**提示文**

-.-.-

2025年 10月 20日
「懐かしい『鳥の歌』をテレビでやっていた」 |
「懐かしい『鳥の歌』をテレビでやっていた」
大阪音楽教育の会(大阪音楽サークル)でよく歌っていたカタルーニャ民謡の『鳥の歌』がテレビから流れてきた。
私はこの『鳥の歌』が好きだ。音楽サークルで歌っていたのは、林光編曲 北川フラム訳詩で入道雲3集に入っている。
歌集「入道雲3」の表紙は、私が教えていたS小学校4年生の泰啓くんが大凧に描いた斎藤隆介作『八郎』の絵である。
スペインの独裁政権、フランシスコ・フランコ将軍による軍事独裁政権(1939年~1975年)について少し触れておこう。この歌を歌うとき、ぱぶろ・カザルスのことを思い出さずにはおれないのである。

-.-.-

**課題設定**
上にある『鳥の歌』についての文章を、最初から最後まで一字も変えずに繰り返しなさい。

-.-.-

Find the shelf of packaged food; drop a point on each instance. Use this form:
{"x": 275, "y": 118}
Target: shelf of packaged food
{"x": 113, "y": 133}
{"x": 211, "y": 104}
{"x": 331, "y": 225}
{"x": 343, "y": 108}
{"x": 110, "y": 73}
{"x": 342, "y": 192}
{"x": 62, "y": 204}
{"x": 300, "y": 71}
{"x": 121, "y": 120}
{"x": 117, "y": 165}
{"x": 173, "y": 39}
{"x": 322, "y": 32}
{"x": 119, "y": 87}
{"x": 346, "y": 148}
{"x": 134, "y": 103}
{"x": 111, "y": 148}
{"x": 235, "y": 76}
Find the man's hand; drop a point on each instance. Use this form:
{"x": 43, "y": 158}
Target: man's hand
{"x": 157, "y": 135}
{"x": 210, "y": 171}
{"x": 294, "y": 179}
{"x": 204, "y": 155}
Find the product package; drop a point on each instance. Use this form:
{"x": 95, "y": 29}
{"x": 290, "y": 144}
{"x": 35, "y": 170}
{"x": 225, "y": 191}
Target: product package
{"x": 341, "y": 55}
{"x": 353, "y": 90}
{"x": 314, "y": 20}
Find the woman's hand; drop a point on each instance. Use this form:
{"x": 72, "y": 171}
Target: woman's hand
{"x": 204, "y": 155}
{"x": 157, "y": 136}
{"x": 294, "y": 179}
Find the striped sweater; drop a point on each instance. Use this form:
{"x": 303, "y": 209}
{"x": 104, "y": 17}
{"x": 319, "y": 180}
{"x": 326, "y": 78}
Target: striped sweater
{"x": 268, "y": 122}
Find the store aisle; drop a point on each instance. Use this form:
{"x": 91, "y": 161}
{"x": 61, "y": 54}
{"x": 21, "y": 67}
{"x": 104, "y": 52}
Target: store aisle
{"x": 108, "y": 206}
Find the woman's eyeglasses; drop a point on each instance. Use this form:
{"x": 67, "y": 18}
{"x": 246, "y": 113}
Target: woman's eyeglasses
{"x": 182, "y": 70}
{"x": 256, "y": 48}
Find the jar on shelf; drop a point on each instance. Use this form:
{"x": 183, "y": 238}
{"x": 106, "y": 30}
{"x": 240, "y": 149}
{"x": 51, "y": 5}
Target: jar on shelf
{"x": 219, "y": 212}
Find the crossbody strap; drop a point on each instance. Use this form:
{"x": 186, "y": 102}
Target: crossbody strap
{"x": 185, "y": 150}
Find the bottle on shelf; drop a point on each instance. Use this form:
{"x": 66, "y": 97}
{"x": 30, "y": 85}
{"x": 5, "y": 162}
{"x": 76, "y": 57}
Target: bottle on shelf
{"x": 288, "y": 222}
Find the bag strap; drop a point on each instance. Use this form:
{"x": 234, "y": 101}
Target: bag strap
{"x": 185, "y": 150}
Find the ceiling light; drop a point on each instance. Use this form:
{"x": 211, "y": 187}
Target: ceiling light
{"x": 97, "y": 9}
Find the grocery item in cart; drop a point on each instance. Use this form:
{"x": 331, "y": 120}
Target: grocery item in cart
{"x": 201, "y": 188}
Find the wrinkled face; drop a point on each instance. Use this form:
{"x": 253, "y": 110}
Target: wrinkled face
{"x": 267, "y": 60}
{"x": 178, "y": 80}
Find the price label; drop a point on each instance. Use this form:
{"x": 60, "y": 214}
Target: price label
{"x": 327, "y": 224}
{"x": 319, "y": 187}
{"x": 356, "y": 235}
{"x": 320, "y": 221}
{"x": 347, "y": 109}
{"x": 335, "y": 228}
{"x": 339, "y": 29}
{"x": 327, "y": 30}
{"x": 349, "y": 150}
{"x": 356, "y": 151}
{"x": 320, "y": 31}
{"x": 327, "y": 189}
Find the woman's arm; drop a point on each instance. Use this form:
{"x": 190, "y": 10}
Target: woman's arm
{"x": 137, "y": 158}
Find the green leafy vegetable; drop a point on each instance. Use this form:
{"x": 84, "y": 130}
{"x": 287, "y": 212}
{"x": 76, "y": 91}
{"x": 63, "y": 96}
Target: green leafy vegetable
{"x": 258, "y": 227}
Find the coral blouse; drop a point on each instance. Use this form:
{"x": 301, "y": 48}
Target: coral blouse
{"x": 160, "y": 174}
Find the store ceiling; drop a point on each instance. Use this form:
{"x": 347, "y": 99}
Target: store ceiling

-.-.-

**出力結果**
2025年 10月 20日
「懐かしい『鳥の歌』をテレビでやっていた」 |
「懐かしい『鳥の歌』をテレビでやっていた」
大阪音楽教育の会(大阪音楽サークル)でよく歌っていたカタルーニャ民謡の『鳥の歌』がテレビから流れてきた。
私はこの『鳥の歌』が好きだ。音楽サークルで歌っていたのは、林光編曲 北川フラム訳詩で入道雲3集に入っている。
歌集「入道雲3」の表紙は、私が教えていたS小学校4年生の泰啓くんが大凧に描いた斎藤隆介作『八郎』の絵である。
スペインの独裁政権、フランシスコ・フランコ将軍による軍事独裁政権(1939年~1975年)について少し触れておこう。この歌を歌うとき、ぱぶろ・カザルスのことを思い出さずにはおれないのである。